■ Texto fornecido
===

Publicada a Lei nº 14.112/2020, que reforma a Lei de Falências e Recuperação de Empresas

No último dia 24 de dezembro foi sancionada pelo Presidente da República e publicada no Diário Oficial da União a Lei nº 14.112/2020, que institui a tão aguardada reforma da Lei nº 11.101/2005, que trata das falências e procedimentos de recuperação de empresa.

A sanção e publicação da referida lei encerra um longo e intenso ciclo de propostas e debates que se iniciou ainda em 2016, com a constituição, pelo Ministério da Fazenda, de um grupo de trabalho com o objetivo de propor alterações à Lei de Falências. Mais recentemente, diante da influência da pandemia e sob a condução do Deputado Hugo Leal, foram reunidas as diversas propostas e projetos de lei envolvendo a Lei de Falências, resultando, ao final do processo, na edição da Lei nº 14.112/2020.

A Lei nº 14.112/2020, apesar de encampar boa parte dos dispositivos aprovados no âmbito do Congresso Nacional, sofreu veto presidencial em alguns dispositivos bastante importantes. Foram vetadas, por exemplo, a suspensão de ações e execuções trabalhistas também contra coobrigados em caso de recuperação judicial, sob o argumento de contrariedade ao interesse público e à proteção constitucional aos créditos de natureza trabalhista, bem como a possibilidade de recuperação judicial apenas para cooperativas médicas, sob o argumento de instituir tratamento não isonômico em relação às demais modalidades de cooperativas e de ignorância a determinados impactos regulatórios da medida.

===

■ Instruções
**a)** Segundo o texto sobre a reforma da Lei de Falências, em que ano teve início o ciclo de propostas e debates que culminou na nova lei?
**b)** Quais são todos os argumentos que o texto sobre a reforma da Lei de Falências apresenta para justificar os vetos presidenciais que cita?

Registros salvos
===

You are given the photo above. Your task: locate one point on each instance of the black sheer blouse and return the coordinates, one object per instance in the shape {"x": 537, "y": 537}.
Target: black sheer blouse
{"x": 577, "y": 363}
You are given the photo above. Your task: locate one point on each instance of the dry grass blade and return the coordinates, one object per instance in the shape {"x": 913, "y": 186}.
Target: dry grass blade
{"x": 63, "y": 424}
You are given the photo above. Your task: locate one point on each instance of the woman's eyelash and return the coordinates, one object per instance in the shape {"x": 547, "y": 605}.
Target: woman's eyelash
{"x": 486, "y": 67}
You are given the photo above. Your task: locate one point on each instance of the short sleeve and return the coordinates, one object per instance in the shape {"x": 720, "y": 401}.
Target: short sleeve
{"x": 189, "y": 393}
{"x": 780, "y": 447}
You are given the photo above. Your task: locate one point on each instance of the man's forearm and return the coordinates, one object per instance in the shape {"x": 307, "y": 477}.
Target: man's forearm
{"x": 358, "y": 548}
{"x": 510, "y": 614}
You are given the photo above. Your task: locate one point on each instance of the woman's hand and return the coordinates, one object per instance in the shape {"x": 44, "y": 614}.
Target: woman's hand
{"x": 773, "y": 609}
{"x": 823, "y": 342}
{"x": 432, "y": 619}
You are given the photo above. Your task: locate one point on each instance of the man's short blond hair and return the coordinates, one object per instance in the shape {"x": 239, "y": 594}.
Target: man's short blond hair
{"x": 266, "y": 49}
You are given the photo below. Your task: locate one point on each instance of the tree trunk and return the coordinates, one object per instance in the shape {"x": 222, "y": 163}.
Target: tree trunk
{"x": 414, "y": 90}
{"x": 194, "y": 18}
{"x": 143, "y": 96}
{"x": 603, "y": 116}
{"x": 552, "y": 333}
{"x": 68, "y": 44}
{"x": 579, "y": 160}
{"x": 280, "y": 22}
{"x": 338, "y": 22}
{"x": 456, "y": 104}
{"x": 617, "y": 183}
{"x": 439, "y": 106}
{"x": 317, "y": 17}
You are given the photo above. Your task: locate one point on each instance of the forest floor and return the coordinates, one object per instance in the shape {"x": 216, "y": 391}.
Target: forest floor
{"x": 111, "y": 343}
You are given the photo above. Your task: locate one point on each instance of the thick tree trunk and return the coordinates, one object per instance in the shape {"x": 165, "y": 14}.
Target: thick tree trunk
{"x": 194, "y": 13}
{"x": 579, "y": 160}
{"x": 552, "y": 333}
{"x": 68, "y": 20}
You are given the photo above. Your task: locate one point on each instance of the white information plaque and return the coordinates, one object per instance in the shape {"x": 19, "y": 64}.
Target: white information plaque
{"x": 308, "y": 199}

===

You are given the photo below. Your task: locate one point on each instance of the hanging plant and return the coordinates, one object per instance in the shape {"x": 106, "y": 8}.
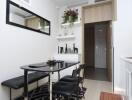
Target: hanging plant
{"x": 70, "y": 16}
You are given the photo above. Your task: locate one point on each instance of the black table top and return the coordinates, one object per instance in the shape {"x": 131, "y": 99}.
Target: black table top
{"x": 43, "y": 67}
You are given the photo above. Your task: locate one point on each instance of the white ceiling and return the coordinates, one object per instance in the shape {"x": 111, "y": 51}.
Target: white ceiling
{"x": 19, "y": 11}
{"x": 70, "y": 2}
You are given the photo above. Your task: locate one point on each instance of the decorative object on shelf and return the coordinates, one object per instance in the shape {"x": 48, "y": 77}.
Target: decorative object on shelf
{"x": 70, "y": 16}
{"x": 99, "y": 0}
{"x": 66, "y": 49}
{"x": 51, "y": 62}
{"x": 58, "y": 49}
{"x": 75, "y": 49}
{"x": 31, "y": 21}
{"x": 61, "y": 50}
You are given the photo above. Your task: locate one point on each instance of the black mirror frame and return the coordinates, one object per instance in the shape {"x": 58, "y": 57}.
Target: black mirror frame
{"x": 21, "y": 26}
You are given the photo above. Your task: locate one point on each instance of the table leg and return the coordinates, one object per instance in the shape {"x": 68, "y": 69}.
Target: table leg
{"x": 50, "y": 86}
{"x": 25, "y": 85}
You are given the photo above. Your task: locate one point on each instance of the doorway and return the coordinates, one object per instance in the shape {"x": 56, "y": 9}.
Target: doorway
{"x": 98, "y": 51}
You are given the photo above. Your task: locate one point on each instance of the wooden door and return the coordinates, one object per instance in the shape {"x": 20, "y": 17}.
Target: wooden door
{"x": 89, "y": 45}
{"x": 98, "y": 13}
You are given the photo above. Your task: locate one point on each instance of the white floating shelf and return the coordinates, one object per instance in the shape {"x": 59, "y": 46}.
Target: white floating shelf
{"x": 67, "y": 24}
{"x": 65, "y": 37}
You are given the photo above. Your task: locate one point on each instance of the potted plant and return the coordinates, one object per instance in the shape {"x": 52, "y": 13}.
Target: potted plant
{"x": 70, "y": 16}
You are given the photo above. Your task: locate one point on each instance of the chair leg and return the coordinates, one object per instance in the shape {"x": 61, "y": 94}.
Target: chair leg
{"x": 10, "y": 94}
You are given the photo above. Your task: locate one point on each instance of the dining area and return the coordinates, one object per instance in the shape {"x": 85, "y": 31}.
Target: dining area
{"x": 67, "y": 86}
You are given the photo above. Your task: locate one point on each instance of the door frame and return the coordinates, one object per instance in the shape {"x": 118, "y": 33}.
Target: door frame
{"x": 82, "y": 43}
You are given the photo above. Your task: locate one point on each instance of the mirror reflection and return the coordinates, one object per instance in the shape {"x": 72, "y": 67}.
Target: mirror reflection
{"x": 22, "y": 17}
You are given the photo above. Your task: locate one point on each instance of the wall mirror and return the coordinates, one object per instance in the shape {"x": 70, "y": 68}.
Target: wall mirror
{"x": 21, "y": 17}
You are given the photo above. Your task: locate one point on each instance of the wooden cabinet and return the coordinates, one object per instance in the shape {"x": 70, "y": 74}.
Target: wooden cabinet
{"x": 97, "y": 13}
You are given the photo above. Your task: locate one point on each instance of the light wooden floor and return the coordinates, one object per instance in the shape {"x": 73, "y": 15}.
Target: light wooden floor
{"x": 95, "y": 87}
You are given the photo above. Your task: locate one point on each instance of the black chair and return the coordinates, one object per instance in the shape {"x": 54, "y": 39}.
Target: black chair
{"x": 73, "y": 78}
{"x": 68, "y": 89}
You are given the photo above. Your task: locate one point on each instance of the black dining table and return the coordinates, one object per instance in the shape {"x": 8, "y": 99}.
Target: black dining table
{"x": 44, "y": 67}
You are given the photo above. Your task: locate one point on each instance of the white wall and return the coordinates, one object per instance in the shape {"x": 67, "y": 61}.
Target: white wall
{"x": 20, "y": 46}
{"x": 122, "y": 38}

===

■ Respostas do exercício
**a)** Em 2016.

**b)**
- Contrariedade ao interesse público
- Contrariedade à proteção constitucional aos créditos de natureza trabalhista
- Instituição de tratamento não isonômico em relação às demais modalidades de cooperativas
- Ignorância a determinados impactos regulatórios da medida